*What you need to do:*
Can you print the lines below word for word, starting with the line that contains "negative clicks: (361, 96) (359, 98)" and going on through the line that contains "positive clicks: (228, 131)"?

*Data excerpts:*
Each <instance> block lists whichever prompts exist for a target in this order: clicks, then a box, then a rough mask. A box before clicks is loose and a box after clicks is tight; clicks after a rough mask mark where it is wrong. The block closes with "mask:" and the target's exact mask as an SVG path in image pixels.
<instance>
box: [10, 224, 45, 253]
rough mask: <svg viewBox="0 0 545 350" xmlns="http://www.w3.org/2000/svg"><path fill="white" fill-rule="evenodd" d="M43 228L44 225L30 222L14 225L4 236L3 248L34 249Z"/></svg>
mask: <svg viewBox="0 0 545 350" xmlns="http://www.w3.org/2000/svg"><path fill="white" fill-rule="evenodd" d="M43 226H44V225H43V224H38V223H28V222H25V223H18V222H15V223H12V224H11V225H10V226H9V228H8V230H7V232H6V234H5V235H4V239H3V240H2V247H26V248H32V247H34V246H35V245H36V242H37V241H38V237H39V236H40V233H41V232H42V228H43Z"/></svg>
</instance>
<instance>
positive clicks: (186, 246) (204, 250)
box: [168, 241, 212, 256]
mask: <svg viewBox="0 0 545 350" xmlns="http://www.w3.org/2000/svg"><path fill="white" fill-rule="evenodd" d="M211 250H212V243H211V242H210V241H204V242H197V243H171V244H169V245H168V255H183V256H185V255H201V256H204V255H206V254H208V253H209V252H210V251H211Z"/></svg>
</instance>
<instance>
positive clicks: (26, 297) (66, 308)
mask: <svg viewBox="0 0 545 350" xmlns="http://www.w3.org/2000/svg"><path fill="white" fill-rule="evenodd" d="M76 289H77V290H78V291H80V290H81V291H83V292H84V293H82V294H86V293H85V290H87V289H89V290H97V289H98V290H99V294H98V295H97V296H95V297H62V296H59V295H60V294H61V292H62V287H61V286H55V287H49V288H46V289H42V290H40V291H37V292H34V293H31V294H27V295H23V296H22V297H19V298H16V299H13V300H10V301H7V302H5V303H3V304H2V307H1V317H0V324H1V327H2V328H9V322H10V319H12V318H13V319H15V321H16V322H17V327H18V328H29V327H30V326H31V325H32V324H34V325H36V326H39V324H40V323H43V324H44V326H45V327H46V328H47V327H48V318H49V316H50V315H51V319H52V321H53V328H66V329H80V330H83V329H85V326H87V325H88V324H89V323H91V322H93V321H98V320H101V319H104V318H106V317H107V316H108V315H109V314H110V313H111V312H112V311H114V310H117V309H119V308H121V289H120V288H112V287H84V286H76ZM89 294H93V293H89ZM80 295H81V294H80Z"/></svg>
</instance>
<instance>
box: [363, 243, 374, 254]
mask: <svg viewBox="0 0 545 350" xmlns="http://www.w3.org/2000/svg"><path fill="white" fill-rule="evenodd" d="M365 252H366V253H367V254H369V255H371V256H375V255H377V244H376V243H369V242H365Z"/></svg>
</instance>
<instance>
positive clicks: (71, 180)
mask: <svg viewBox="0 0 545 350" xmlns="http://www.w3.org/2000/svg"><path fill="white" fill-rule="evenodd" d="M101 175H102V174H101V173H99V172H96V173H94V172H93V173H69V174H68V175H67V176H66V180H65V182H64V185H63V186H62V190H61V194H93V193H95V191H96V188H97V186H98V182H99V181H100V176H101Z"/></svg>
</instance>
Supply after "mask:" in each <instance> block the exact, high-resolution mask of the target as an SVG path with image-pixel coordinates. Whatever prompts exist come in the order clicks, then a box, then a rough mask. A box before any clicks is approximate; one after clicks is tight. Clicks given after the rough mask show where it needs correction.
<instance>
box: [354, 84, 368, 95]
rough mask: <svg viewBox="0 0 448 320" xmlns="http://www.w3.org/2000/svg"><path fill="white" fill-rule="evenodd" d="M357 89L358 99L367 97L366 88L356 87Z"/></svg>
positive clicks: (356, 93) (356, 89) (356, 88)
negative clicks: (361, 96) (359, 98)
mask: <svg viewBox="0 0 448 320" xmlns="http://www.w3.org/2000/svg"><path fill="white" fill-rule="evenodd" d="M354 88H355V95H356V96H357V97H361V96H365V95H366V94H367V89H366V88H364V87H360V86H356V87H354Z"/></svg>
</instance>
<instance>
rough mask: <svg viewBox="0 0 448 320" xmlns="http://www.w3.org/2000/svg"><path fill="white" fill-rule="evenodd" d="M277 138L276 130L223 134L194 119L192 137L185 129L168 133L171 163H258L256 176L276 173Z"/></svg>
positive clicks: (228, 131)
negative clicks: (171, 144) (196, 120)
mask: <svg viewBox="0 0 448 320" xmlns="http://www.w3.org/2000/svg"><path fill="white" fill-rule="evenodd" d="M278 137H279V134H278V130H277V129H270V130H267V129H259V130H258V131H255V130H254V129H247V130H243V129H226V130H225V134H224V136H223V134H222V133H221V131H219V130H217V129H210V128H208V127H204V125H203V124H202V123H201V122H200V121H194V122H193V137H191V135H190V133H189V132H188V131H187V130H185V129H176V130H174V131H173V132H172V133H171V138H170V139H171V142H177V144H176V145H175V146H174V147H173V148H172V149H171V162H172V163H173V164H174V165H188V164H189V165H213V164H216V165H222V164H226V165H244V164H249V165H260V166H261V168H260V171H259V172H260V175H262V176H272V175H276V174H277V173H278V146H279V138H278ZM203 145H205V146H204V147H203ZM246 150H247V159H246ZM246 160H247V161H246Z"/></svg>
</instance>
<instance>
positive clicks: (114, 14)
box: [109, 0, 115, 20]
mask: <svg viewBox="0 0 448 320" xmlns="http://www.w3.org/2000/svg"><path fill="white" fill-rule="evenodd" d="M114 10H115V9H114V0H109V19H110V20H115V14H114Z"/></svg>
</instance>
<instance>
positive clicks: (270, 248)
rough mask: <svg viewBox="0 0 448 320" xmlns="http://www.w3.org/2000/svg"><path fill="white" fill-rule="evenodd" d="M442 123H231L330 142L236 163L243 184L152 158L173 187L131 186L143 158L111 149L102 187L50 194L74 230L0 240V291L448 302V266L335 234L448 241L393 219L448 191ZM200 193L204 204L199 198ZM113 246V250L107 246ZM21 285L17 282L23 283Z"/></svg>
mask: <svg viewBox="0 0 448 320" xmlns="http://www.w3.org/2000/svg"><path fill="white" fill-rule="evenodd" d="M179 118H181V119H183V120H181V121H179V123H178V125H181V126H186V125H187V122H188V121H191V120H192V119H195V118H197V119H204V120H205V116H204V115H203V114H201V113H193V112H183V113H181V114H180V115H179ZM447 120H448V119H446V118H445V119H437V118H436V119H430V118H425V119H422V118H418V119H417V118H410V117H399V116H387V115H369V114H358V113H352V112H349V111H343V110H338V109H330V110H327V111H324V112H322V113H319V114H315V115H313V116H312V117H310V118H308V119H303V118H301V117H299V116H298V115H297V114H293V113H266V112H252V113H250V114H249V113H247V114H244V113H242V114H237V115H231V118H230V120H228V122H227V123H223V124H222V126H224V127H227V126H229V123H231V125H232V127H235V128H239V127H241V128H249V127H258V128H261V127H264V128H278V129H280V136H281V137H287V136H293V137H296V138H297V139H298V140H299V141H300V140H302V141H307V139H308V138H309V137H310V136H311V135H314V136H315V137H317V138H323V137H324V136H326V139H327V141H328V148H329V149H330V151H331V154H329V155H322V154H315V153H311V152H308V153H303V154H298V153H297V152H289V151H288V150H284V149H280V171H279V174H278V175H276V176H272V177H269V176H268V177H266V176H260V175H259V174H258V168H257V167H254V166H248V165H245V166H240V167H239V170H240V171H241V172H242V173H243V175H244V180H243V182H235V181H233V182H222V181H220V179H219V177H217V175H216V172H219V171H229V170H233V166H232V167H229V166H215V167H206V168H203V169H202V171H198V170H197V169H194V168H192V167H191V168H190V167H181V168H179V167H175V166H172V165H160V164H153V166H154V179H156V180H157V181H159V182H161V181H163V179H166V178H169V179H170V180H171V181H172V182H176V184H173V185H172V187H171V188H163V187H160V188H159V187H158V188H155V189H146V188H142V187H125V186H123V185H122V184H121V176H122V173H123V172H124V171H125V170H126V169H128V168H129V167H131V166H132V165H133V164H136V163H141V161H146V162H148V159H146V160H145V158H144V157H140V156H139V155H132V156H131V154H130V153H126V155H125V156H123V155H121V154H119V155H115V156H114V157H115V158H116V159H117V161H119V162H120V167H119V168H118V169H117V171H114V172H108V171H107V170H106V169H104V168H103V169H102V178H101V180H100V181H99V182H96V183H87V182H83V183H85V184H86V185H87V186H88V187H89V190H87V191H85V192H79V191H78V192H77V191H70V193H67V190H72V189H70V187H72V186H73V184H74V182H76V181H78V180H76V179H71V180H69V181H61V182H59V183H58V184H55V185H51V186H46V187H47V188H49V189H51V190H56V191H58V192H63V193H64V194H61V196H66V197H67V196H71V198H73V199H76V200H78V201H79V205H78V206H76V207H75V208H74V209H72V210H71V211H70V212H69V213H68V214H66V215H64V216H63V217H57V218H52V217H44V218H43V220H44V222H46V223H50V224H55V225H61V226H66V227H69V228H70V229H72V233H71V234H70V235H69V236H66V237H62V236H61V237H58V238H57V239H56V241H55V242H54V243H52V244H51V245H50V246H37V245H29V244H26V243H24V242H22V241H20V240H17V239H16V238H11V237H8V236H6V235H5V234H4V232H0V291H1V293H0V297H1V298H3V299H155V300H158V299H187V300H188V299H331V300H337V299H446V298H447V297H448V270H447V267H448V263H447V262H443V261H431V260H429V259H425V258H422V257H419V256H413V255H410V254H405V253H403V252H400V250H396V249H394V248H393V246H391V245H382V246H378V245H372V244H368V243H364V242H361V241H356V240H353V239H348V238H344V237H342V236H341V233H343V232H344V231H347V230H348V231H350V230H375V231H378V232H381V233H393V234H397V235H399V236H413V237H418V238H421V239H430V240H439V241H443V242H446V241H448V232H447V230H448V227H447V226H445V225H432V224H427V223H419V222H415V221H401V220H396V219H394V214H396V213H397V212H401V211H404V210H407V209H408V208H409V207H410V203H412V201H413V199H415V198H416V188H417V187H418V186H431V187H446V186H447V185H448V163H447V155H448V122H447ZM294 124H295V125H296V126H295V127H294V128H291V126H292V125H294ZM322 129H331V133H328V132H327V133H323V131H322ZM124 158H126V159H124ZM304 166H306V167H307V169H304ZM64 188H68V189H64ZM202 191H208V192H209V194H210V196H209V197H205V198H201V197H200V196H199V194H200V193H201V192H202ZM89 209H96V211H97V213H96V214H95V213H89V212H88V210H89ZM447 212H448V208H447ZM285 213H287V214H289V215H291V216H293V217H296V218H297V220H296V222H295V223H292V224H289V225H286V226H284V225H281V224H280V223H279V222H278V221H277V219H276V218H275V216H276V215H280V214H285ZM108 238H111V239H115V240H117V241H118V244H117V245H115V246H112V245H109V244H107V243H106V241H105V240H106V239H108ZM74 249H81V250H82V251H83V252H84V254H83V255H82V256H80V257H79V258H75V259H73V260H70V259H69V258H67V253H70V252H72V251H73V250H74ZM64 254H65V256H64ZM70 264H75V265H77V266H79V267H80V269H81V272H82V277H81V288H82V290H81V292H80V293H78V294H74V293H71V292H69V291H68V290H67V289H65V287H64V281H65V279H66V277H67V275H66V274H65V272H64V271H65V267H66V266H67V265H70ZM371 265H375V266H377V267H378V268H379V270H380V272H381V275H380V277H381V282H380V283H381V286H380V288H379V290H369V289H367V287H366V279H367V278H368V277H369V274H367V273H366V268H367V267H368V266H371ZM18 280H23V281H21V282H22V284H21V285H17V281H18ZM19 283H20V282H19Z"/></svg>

*Answer space:*
negative clicks: (361, 96) (359, 98)
mask: <svg viewBox="0 0 448 320" xmlns="http://www.w3.org/2000/svg"><path fill="white" fill-rule="evenodd" d="M354 88H355V95H356V96H357V97H361V96H365V95H366V94H367V89H366V88H364V87H360V86H356V87H354Z"/></svg>
</instance>
<instance>
rough mask: <svg viewBox="0 0 448 320" xmlns="http://www.w3.org/2000/svg"><path fill="white" fill-rule="evenodd" d="M277 138L276 130L223 134L194 119L192 137L185 129L168 133L171 163H258L256 176L276 173Z"/></svg>
positive clicks: (228, 131)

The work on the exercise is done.